Text section:

● ● ●

Column: Obama’s provisions could increase student debt

By Matt Bruenig

President Barack Obama released his proposed budget for the upcoming year Monday. The $3.7 trillion behemoth is massive and involves various efforts to shift money around, some cuts, some increases — the usual.

Included in this budget are two provisions that are relevant to both undergraduate and graduate students at OU.

The first provision is one which eliminates summer school Pell grants — federal money provided to students of low-income backgrounds. The elimination of summer Pell grants is particularly problematic because poor students are more likely to work during semesters and therefore need summer credits to stay on schedule.

The inevitable rise in tuition or fees that will be coming to OU and other schools across the country will multiply the impact of these cuts. Raising costs and cutting aid is a sure way to increase the burden on the poorest students.

In addition to the Pell grant change, loans taken out by graduate students will begin gaining interest as soon as they are taken out. Graduate students will not have to pay off the interest until they are out of school, but upon graduation, with this subsidy removed, their debt burden will be considerably higher.

These two measures fly in the face of the rhetoric of educational investment. It is unclear how education is supposed to benefit from legislation that makes it less accessible to poorer students and increases the already record-high debt that students have when they leave college.

When you combine these provisions with other figures relevant to college graduates, the picture becomes even grim. The percent of recent college graduates who have managed to secure full-time jobs has dropped from 83 percent in 2007 to 74 percent in 2010, and those statistics say nothing about the kind of full-time jobs these graduates are moving into (no doubt many are under-employed).

So, to sum it up: the price of college is going up, the aid to pay for college is going down, debt for college students is at record levels (average debt is $24,000) and employment prospects for graduates are diminishing.

Those figures basically speak for themselves. The government, and society in general, is trying to pay for this recent financial crisis on the backs of students. Instead of increasing taxes on the rich, the class whose risky speculation caused the problem, it is the students who must shore up the budgets of the federal and state government.

This is nothing new, nor is it limited just to students. Consider attacks on Medicaid in Texas, a program which helps poor people get health care. Did poor children and public workers cause a bubble that wrecked the economy? No, but they sure will be called upon to pay for the aftermath of it.

Making sure everyone but the super-rich pay for economic pitfalls is so common a strategy that every time I hear people talk about “shared sacrifice,” I cannot help but laugh. Once again, students, workers, teachers and poor people will all be asked to tighten our belts and pay more.

I wish I could say I am confident that it is only these cuts that we will suffer, but I am sure slashing Pell grants and graduate student aid will be the tip of the iceberg.

● ● ●

Data for analysis:
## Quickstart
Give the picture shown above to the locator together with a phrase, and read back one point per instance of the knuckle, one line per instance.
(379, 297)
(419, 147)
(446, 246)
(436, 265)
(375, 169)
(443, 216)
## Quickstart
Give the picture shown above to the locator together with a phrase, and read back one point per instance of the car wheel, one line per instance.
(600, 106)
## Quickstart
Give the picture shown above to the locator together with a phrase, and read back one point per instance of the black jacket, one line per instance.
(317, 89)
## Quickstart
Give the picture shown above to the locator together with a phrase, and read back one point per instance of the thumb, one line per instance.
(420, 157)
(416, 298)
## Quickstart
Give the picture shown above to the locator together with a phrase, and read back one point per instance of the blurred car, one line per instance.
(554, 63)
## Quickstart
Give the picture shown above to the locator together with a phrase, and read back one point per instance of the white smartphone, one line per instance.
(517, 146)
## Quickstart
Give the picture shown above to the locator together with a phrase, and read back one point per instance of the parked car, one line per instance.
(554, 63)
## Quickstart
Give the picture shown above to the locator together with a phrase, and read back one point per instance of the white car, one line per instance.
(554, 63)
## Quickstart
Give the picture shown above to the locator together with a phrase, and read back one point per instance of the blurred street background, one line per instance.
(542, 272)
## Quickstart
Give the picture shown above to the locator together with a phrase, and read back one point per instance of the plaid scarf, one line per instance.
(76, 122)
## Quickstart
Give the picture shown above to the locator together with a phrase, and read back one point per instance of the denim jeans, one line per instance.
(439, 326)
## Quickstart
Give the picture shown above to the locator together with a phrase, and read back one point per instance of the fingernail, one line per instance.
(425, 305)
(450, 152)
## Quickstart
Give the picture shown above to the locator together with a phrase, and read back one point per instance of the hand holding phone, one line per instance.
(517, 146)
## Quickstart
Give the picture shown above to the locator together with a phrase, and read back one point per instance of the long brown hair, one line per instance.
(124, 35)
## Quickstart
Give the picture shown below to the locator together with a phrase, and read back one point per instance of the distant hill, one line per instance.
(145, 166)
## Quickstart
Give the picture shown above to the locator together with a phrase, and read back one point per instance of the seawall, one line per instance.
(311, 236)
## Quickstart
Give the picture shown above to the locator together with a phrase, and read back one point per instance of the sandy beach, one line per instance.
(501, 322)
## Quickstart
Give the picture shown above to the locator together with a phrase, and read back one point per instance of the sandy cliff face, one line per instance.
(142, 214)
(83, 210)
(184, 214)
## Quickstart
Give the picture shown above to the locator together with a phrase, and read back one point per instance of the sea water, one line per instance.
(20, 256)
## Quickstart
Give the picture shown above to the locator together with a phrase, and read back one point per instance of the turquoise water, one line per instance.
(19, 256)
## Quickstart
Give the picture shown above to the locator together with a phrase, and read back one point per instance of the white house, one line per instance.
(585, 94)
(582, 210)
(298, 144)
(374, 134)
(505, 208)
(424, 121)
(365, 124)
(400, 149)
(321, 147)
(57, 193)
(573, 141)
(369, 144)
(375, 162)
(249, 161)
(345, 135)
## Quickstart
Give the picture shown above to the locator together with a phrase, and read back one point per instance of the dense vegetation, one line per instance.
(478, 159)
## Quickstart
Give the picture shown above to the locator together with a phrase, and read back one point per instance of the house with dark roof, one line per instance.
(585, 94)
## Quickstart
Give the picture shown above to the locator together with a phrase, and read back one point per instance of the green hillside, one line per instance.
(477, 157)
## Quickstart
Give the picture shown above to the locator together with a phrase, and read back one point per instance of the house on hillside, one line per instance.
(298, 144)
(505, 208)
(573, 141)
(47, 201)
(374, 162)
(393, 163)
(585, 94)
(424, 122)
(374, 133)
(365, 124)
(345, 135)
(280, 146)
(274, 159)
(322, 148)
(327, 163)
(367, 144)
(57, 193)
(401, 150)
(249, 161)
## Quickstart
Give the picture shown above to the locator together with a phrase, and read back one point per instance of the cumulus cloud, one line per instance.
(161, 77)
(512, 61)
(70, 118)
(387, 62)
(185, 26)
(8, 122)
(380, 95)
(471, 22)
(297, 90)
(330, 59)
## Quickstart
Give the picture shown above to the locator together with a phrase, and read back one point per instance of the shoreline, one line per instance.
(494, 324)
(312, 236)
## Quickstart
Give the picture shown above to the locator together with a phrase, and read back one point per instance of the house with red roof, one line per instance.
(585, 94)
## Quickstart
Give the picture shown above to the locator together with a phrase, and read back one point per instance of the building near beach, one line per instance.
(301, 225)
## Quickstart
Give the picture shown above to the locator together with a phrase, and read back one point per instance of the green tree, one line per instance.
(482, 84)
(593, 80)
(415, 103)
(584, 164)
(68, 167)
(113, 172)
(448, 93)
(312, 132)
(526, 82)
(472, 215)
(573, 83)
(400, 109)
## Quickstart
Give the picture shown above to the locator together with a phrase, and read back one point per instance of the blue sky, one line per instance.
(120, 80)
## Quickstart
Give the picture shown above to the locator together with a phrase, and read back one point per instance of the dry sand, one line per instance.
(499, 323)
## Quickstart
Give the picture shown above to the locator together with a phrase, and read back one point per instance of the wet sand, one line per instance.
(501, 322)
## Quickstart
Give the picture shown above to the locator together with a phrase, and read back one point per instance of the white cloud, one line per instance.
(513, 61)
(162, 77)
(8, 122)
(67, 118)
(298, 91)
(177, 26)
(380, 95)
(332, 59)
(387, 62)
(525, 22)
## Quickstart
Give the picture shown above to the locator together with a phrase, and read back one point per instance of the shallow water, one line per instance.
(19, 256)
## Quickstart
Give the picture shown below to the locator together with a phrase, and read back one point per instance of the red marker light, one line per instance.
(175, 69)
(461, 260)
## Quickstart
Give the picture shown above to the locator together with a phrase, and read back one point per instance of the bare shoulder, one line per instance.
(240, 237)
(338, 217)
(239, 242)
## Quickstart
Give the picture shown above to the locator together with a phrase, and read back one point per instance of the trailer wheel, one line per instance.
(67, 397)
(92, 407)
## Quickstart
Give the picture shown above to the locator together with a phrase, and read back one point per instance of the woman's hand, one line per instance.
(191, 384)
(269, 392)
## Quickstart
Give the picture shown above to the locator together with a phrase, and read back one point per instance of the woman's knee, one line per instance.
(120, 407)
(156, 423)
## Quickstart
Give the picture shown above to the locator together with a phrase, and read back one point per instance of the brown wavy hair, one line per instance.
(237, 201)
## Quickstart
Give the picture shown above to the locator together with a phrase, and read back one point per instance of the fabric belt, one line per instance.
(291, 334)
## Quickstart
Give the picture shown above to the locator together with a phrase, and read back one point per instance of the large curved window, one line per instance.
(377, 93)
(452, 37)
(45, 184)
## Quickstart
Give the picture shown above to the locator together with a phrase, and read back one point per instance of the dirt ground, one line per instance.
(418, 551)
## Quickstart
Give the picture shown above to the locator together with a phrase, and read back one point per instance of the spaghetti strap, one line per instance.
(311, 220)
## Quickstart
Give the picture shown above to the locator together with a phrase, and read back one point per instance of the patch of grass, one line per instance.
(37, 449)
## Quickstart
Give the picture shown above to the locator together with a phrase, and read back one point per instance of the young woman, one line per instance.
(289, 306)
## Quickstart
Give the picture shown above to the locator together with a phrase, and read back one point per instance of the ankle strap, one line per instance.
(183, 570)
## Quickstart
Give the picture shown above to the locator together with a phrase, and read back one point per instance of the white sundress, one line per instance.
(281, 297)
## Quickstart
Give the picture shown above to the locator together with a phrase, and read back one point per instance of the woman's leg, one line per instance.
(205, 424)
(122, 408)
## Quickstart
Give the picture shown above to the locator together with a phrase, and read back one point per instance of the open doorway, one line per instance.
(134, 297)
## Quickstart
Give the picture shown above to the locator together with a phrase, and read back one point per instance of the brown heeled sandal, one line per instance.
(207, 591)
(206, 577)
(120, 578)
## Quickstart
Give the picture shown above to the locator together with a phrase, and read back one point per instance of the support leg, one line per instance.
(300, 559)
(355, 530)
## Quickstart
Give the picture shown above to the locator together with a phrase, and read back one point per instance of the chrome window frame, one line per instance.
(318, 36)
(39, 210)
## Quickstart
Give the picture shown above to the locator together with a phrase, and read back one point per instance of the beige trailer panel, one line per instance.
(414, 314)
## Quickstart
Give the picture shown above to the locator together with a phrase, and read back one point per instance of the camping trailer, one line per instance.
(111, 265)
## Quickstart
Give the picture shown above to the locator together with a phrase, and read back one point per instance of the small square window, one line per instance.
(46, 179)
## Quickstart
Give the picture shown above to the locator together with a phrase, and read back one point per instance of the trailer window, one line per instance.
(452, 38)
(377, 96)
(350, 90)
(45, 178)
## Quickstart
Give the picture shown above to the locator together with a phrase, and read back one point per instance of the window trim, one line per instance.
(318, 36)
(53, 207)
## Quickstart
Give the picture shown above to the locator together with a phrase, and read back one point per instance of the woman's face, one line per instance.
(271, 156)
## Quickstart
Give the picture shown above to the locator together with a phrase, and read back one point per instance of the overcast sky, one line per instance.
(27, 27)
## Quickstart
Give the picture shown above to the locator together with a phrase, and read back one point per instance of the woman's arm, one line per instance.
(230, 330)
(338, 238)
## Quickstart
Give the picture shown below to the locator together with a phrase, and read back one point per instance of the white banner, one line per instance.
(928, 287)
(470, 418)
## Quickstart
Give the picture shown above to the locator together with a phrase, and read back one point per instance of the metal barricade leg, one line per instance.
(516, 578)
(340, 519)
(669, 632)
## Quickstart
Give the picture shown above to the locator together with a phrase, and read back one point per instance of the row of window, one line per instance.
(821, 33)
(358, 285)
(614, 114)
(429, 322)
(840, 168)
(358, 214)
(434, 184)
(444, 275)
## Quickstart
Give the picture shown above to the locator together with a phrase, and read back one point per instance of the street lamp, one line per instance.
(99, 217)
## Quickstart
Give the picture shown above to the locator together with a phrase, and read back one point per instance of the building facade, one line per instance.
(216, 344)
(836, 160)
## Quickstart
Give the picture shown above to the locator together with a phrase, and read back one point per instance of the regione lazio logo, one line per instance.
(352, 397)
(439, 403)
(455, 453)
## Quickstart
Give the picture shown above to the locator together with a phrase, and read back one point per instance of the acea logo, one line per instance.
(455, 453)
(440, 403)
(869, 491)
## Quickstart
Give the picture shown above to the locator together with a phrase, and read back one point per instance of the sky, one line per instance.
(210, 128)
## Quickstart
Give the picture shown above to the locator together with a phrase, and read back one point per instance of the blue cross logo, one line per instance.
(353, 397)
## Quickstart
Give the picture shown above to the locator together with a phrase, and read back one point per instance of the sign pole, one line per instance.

● ● ●

Problem description: The column on student debt sums up its argument in the sentence that begins "So, to sum it up". List each trend that sentence names.

Finished exercise:
- The price of college is going up.
- The aid to pay for college is going down.
- Debt for college students is at record levels, with an average of $24,000.
- Employment prospects for graduates are diminishing.